Dr. Smith is the Deputy Clinical Director of the National Eye Institute (NEI) and works within the Clinical Trials Branch of the Division of Epidemiology and Clinical Research.  She received her medical doctorate from Howard University College of Medicine and completed an ophthalmology residency at the Medical College of Virginia in Richmond.  She pursued sub-specialty training and completed fellowships in Cornea and External Disease at the Wilmer Ophthalmological Institute at Johns Hopkins University and in Ocular Immunology at the National Eye Institute.  The focus of her basic science research has been immune-based diseases of the ocular surface.  Dr. Smith is integrally involved with the NEI Institutional Review Board and Data Safety Monitoring Committee and represents NEI on several NIH committees.  The focus of her clinical research is the identification of outcome measures for ocular surface disease clinical studies and is a key contributor to the research, education and consultation responsibilities of the NEI intramural clinical research program.






Dr. Van Meter is Associate Clinical Professor, Department of Ophthalmology, University of Kentucky School of Medicine in Lexington, KY and is in private practice.  He is a graduate of Davidson College in North Carolina and Vanderbilt University School of Medicine.  He completed a residency in Ophthalmology at the Mayo Graduate School of Medicine and a fellowship in Corneal and External Disease at Emory University, Atlanta, GA.   Dr. Van Meter, an internationally recognized expert on cornea and external disease is on the Board of Directors of the Castroviejo Cornea Society and the Eye Bank Association of America, and is assistant treasurer of the EBAA.  He has published and lectured extensively on cataract surgery, corneal transplantation, and contact lenses.

Problem description: Using the given passage, explain in one to three sentences what "NEI" stands for and where within it Dr. Smith works.

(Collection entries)

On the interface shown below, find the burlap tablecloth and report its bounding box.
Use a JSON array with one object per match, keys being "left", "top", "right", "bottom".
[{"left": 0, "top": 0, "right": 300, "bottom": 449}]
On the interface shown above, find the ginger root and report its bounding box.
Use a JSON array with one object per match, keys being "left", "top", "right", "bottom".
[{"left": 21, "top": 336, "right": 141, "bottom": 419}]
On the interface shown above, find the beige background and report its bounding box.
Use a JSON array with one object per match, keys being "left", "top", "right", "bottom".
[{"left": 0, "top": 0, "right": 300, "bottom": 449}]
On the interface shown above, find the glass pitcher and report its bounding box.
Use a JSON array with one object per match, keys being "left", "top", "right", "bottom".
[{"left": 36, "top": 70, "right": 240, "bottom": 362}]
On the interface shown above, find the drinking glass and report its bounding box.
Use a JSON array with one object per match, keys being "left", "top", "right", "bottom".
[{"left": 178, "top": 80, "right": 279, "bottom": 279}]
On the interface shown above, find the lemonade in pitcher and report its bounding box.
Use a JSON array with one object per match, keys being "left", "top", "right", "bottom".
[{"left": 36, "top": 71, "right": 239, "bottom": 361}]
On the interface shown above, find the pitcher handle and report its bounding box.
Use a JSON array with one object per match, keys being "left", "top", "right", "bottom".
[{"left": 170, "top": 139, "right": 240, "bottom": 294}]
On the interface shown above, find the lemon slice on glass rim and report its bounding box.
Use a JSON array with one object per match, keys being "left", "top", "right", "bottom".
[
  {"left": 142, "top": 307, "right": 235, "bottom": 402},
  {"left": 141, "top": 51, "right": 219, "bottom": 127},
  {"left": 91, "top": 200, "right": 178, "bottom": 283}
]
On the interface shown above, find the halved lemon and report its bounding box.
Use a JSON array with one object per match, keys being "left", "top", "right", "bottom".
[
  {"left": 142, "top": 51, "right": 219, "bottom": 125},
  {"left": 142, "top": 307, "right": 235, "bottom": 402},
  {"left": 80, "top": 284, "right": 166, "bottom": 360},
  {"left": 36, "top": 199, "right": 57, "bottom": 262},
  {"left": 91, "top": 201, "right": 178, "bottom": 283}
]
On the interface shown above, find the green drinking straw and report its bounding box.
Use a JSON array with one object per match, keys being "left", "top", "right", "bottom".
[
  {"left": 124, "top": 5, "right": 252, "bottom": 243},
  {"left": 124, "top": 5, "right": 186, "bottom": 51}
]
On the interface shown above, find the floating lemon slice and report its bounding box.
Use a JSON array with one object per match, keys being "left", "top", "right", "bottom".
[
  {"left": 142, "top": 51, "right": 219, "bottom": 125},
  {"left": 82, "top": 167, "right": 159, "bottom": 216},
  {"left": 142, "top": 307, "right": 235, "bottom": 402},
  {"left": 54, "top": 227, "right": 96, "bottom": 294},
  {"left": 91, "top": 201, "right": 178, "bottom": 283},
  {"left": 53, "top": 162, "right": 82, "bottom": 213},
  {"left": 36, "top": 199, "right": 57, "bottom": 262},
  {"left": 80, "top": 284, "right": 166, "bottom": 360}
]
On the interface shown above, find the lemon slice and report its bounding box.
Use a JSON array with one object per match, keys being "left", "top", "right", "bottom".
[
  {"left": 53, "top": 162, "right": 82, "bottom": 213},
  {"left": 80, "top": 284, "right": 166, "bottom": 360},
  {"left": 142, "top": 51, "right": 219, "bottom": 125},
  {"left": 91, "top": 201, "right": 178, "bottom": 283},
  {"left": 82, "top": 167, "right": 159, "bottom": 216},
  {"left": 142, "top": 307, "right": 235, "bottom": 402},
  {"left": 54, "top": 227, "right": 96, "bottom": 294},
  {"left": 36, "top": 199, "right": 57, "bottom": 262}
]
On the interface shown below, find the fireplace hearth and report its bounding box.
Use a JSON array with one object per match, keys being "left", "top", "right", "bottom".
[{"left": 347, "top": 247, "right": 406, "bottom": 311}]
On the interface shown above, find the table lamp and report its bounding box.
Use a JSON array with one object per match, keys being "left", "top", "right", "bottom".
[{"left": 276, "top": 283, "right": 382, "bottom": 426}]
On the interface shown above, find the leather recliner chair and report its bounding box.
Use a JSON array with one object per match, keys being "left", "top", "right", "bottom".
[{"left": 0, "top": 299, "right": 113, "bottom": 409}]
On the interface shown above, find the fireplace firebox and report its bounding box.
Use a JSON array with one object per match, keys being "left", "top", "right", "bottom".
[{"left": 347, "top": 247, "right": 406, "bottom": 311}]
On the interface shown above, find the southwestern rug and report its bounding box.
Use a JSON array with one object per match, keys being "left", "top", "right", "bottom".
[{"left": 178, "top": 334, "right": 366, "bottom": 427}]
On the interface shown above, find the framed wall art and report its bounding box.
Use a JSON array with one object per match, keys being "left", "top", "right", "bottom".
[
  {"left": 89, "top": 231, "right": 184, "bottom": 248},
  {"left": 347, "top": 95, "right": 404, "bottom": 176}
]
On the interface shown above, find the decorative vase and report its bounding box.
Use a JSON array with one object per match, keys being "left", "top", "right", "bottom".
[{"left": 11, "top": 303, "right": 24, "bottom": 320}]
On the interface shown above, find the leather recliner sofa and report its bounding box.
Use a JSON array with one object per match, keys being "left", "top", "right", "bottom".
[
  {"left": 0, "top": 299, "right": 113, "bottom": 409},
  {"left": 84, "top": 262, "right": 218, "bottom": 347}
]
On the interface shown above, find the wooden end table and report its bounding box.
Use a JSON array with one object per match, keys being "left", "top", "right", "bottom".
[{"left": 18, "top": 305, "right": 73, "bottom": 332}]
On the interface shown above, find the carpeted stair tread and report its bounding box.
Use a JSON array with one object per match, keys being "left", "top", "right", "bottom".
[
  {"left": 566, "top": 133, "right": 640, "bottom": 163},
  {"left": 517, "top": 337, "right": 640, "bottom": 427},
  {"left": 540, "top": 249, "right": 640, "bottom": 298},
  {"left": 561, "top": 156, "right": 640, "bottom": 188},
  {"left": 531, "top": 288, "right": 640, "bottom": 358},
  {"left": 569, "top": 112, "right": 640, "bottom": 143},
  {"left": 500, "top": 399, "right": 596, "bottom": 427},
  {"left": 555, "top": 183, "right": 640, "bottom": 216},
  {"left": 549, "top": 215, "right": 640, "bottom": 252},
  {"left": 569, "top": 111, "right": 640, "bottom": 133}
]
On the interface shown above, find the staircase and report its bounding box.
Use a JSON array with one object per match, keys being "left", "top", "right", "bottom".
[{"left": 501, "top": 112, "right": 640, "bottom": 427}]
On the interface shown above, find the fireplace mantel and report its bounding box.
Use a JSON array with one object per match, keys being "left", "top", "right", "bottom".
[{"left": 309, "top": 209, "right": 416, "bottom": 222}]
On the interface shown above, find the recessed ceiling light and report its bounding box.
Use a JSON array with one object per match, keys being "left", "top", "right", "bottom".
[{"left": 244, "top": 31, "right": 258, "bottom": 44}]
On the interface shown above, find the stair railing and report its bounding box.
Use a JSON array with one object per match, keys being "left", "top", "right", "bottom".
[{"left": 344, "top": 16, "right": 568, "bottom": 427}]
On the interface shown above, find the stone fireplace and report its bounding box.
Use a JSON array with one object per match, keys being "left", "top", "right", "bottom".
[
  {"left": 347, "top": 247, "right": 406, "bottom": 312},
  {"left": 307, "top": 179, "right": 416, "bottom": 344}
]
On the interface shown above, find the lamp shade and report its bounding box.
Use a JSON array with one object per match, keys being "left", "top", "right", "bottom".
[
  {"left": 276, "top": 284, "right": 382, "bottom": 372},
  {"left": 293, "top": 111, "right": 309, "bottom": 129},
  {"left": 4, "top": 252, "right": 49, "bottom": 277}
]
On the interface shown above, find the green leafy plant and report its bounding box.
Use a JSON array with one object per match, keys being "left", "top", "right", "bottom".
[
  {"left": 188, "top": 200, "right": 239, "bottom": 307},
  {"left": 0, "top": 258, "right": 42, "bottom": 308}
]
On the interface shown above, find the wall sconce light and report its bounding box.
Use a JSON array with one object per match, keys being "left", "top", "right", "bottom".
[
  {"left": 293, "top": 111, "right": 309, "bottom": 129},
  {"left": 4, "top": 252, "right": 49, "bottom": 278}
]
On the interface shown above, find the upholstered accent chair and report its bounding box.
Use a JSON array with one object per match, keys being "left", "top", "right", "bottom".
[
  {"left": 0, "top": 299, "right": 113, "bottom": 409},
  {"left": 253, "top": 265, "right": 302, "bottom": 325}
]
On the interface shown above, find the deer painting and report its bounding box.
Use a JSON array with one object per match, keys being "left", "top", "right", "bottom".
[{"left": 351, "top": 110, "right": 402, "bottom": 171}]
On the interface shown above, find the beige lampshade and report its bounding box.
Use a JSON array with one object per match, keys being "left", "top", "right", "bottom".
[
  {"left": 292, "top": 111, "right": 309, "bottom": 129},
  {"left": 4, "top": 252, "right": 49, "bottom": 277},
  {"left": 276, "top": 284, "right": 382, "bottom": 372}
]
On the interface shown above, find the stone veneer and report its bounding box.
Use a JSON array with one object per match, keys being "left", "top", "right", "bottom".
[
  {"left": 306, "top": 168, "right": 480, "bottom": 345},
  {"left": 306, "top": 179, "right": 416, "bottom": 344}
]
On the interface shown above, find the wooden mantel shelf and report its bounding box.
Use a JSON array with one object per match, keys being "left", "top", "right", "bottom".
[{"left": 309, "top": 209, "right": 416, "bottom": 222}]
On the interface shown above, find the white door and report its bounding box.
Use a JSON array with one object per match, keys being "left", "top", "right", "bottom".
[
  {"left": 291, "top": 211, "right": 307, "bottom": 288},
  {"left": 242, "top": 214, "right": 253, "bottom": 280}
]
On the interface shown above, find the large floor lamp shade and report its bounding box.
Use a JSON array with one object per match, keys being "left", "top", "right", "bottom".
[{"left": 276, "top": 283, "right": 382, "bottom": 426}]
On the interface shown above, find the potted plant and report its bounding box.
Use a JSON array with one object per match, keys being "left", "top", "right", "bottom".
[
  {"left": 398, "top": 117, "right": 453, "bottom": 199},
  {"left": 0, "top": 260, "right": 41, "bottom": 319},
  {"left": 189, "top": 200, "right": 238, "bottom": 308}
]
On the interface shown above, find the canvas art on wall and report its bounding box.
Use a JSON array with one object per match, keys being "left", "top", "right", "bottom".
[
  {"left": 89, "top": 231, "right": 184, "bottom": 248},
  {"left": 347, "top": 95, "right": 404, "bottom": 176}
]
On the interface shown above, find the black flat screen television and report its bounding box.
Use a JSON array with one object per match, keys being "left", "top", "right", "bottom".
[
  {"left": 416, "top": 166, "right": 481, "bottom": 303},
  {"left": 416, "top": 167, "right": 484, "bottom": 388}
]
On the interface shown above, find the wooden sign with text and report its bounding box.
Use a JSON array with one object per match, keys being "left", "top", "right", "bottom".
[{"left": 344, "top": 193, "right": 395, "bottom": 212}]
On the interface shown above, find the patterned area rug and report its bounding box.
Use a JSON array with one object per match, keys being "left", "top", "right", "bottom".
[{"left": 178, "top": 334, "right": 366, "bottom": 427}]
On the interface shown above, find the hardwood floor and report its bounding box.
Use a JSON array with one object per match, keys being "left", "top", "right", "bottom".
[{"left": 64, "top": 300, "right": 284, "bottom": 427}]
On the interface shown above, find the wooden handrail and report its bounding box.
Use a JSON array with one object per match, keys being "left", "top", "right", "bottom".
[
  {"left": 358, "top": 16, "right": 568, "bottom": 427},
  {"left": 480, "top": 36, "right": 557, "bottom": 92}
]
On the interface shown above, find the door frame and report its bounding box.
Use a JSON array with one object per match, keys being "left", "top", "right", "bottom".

Result: NEI stands for the National Eye Institute, where Dr. Smith is the Deputy Clinical Director. She works within the Clinical Trials Branch of the Division of Epidemiology and Clinical Research.